=== Исходный текст ===
---

Пенсионер и нахлебник

Искусство бредет своим путем. Договоримся, что существует искусство и существует мусор. Самоокупаемость — знак плохой литературы, в этом пришлось убедиться и писателю в России. Положение дел таково, что, когда книга расходится в тысячах экземпляров, вероятность того, что это хлам, весьма велика, в сотнях тысяч — можно не глядя выбросить ее в контейнер для макулатуры. Она будет переработана для печатания новой макулатуры и так далее, так что рыночная словесность окупает себя, можно сказать, вдвойне.

Литература, которая заслуживает этого названия, остается уделом людей, подозрительно напоминающих того умельца, который был представлен Александру Македонскому: искусный мастер сумел записать на пшеничном зерне всю «Илиаду». Полюбовавшись зерном, властитель вернулся к своим занятиям, но заметил, что человек все еще стоит на пороге. «Что такое?» — спросил Александр. Мастер, ответили ему, ждет вознаграждения. «А,— сказал царь,— конечно! Пусть ему выдадут мешок пшеницы, дабы он и впредь мог упражняться в своем замечательном искусстве».

Пора привыкнуть к тому, что массовое общество нуждается в литературе меньше, чем в зубных щетках.

Знаменитая речь, которую произнес незадолго до смерти Гуго фон Гофмансталь, называлась «Литература как духовное пространство нации»; но в одном письме он признался: «Мы все осиротели». Имелось в виду крушение Австро-Венгрии, но также нечто более осязательное. Мы, писатели и поэты, осиротели, нас некому больше кормить и холить.

В обзорах истории литературы отсутствует важный раздел: финансирование творчества, материальная база литературы. Крах дунайской монархии, мировая война, инфляция положили конец изумительному цветению духа в трех столицах, отняв у блестящей литературы ее опекуна — богатую и просвещенную буржуазию.

---

=== Выбранные строки ===
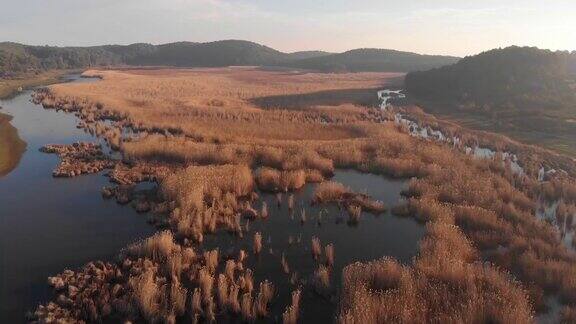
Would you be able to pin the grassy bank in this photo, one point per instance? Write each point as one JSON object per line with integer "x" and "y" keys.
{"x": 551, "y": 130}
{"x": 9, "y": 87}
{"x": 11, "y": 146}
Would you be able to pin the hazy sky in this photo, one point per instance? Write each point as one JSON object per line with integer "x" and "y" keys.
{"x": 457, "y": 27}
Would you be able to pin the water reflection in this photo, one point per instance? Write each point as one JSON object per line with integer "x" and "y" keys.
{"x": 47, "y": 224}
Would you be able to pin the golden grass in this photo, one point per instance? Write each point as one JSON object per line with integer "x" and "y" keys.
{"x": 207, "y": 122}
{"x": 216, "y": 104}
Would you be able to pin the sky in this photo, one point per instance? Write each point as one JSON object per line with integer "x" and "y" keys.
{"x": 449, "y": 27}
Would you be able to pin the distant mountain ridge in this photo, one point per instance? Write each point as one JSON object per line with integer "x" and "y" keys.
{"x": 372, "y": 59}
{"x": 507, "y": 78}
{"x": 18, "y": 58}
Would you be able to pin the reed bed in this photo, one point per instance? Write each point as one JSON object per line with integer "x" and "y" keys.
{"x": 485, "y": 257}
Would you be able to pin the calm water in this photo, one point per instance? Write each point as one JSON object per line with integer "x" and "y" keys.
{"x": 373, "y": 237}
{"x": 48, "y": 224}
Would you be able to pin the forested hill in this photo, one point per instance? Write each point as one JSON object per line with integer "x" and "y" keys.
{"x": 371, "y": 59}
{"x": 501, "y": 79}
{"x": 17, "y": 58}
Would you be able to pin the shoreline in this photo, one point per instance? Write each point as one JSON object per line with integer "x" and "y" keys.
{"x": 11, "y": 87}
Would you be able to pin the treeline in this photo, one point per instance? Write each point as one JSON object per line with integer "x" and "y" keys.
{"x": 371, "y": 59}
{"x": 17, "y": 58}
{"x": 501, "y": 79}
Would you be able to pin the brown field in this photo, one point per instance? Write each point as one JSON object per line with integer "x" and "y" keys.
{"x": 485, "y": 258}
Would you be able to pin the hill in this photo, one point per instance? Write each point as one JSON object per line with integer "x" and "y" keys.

---

=== Задание 1 ===
Запишите дословно отрывок из текста о судьбе литературы от слов «В обзорах истории» до слов «и просвещенную буржуазию.».
=== Задание 2 ===
Продолжите текст о судьбе литературы, начав сразу после его последнего предложения.
Строки взяты из другого источника.

=== Правильный ответ 1 ===
В обзорах истории литературы отсутствует важный раздел: финансирование творчества, материальная база литературы. Крах дунайской монархии, мировая война, инфляция положили конец изумительному цветению духа в трех столицах, отняв у блестящей литературы ее опекуна — богатую и просвещенную буржуазию.

=== Правильный ответ 2 ===
Музилю принадлежит любопытный текст под заголовком «Я больше не могу» (существуют четыре варианта). Он сообщает, что гибнет от нищеты: инфляция сожрала небольшое состояние, нечем платить за квартиру, не на что жить; нация бросила своего романиста на произвол судьбы. В 30-х годах в Вене образовалось Общество Роберта Музиля; несколько состоятельных людей выразили готовность выплачивать автору «Человека без свойств» ежемесячное пособие, с тем чтобы он и впредь мог упражняться в своем искусстве — закончить гигантский роман. Сам писатель рассматривал эту помощь как нечто естественное, считал, что оказывает честь членам Общества, позволяя им содержать Музиля, и проверял, все ли аккуратно платят взносы. После присоединения Австрии к германскому рейху Общество Роберта Музиля распалось, жертвователи были евреи, им пришлось покинуть страну.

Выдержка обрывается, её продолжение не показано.